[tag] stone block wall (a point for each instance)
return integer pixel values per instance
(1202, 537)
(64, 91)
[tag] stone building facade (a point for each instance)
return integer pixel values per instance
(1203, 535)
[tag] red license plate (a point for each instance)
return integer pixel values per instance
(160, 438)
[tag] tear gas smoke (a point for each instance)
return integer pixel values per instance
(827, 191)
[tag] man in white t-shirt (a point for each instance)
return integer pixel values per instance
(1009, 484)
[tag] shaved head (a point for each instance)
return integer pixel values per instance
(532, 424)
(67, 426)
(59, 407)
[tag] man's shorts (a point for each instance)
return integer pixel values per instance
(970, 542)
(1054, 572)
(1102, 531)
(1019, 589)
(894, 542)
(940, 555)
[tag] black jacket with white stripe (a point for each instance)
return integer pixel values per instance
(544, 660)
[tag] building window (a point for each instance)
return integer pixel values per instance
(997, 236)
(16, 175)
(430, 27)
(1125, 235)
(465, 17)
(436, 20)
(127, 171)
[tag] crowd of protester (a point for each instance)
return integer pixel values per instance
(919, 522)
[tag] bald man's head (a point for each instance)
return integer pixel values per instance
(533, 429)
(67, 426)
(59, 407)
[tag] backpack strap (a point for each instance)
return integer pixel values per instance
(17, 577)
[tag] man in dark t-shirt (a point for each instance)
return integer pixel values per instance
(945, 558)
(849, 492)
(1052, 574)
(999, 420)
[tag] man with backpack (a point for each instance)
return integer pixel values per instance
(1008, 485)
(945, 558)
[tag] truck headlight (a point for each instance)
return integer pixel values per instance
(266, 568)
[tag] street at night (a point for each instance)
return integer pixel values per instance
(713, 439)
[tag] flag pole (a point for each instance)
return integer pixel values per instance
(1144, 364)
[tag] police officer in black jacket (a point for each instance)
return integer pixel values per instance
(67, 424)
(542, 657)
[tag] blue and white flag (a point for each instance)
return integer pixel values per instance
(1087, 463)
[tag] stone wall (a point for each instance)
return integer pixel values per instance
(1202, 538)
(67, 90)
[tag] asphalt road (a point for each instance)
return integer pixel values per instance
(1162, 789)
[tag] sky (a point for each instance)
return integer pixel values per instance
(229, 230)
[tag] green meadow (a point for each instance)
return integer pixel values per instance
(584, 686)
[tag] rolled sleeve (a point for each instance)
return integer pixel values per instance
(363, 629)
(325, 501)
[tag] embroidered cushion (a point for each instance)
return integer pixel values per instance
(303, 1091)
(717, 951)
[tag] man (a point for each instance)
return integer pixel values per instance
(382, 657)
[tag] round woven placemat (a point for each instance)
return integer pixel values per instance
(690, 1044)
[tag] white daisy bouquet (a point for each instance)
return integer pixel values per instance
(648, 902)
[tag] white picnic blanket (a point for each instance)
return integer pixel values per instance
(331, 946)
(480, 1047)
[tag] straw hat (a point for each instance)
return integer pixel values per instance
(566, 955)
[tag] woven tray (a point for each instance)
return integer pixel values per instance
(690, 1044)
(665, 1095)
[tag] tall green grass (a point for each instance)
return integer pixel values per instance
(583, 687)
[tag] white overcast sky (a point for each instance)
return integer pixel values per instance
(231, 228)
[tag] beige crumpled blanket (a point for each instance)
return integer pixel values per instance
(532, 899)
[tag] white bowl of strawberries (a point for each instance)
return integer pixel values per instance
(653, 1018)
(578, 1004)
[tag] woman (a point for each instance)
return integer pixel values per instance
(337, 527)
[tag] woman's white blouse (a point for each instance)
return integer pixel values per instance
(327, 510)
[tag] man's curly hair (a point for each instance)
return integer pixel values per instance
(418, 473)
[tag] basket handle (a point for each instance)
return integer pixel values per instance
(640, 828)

• _Stated task_:
Reproduce all of the records above verbatim, line for line and without alteration.

• _Result of this task_:
[tag] stone block wall (a point for each instance)
return integer pixel values per instance
(1202, 537)
(64, 91)
[tag] stone building facade (a point for each instance)
return integer pixel values per instance
(1203, 535)
[tag] red license plate (a point for each instance)
return integer pixel values per instance
(160, 438)
[tag] tear gas smoke (a point for each instance)
return integer pixel values per instance
(827, 191)
[tag] man in white t-shirt (a point for each instance)
return integer pixel values per instance
(1009, 484)
[tag] shaved head (a point for each instance)
return integer pixel values per instance
(532, 424)
(67, 426)
(59, 407)
[tag] man's shorts (a point for each instance)
return integer pixel values per instance
(970, 542)
(1054, 572)
(1102, 531)
(1019, 589)
(894, 542)
(940, 555)
[tag] black jacket with white stripe (a point for each instance)
return integer pixel values per instance
(544, 660)
[tag] building window (a point for each instance)
return integer pixel values per instance
(997, 236)
(16, 175)
(430, 27)
(1125, 235)
(465, 17)
(436, 20)
(127, 171)
[tag] crowd of protester (a point for each instance)
return integer pixel values per instance
(919, 522)
[tag] bald man's head (a point for each instance)
return integer pixel values per instance
(533, 429)
(67, 426)
(59, 407)
[tag] backpack strap (a point for each instance)
return integer pixel values per instance
(17, 577)
[tag] man in dark t-shirt (a point for each instance)
return integer pixel values per instance
(945, 558)
(849, 492)
(1052, 574)
(999, 420)
[tag] man with backpack (a point for each instance)
return integer pixel values per instance
(1008, 485)
(945, 558)
[tag] truck headlight (a point for each instance)
return integer pixel values per instance
(266, 568)
[tag] street at night (a point for each instance)
return integer pixel values per instance
(713, 439)
[tag] flag pole (a point for each instance)
return integer pixel values per instance
(1144, 364)
[tag] police officer in black jacket (a point for each instance)
return integer pixel values per instance
(67, 424)
(542, 657)
[tag] blue and white flag (a point for each instance)
return integer pixel values per instance
(1087, 463)
[tag] stone wall (a point for each instance)
return integer pixel values per instance
(1202, 538)
(67, 90)
[tag] asphalt road (a point for each instance)
return integer pixel values per instance
(1162, 789)
[tag] sky (a point for each instance)
return integer pixel values per instance
(229, 230)
[tag] green meadow (a point for each instance)
return integer pixel values per instance
(584, 686)
[tag] rolled sleeve (a point for each instance)
return integer pixel values per instance
(363, 629)
(325, 501)
[tag] embroidered cushion (a point for each instance)
return integer pixel values per instance
(303, 1091)
(717, 951)
[tag] man (a point for each instance)
return integer pixel values per instance
(382, 657)
[tag] round woven placemat (a point for each instance)
return integer pixel values per instance
(690, 1044)
[tag] white daisy bouquet (a point for each instance)
return integer pixel values per instance
(648, 902)
[tag] white picnic blanket (a point for each instance)
return integer pixel values per instance
(331, 946)
(480, 1047)
[tag] straw hat (a point for each instance)
return integer pixel values per instance
(566, 955)
[tag] woven tray (a point for each instance)
return integer pixel values per instance
(690, 1044)
(665, 1095)
[tag] tall green grass (a point for each instance)
return integer pixel values per instance
(583, 687)
[tag] white overcast sky (a point for each instance)
return integer pixel values per instance
(231, 228)
[tag] beige crumpled blanket (a point for each instance)
return integer pixel values per instance
(532, 899)
[tag] white bowl of strawberries (a point for each instance)
return integer pixel values per instance
(653, 1018)
(578, 1004)
[tag] woman (a point for each instance)
return integer pixel values per instance
(337, 527)
[tag] woman's white blouse (a point for each instance)
return integer pixel values per instance
(327, 510)
[tag] man's curly hair (a point for each instance)
return integer pixel values per instance
(418, 473)
[tag] basket handle (a point for each instance)
return integer pixel values per instance
(640, 828)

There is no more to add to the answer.